What you have to do: The required output is every record, written out exactly.

Data to use below:

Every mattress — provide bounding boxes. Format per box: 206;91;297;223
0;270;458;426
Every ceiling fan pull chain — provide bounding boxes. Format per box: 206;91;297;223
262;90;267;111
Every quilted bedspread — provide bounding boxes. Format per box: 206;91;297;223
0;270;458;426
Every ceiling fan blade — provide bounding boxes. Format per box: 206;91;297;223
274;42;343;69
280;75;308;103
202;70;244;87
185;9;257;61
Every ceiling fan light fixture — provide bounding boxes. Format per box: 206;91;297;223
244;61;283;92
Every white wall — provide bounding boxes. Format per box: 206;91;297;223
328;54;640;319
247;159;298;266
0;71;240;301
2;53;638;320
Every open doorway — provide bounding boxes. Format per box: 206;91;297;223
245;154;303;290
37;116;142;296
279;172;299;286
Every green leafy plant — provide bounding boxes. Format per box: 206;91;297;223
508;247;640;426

End of Data to use.

Written answer:
Every mattress — provide bounding boxes. Format per box: 206;91;297;223
0;270;458;426
Every ceiling fan pull chain — provide bounding boxes. Format per box: 206;91;297;223
262;90;267;111
Every quilted bedspread — provide bounding boxes. Format per box: 206;91;297;223
0;270;458;426
Every ceiling fan blade — provide bounding boxes. Format per box: 206;91;297;223
274;42;343;69
280;75;308;103
202;70;244;87
185;9;257;61
Every ceiling fan light fixture — provide bounding boxes. Format per box: 206;91;297;223
244;61;283;92
Every white wall — provide bounding boxes. Format per box: 206;91;297;223
328;54;640;319
247;159;298;266
0;71;240;301
2;53;638;320
Every open doorway — provide bounding boxes. Format per box: 206;91;297;223
245;154;303;290
37;116;142;296
279;172;299;286
Every green leafy plant — provide bounding boxes. Format per box: 206;91;297;223
508;247;640;426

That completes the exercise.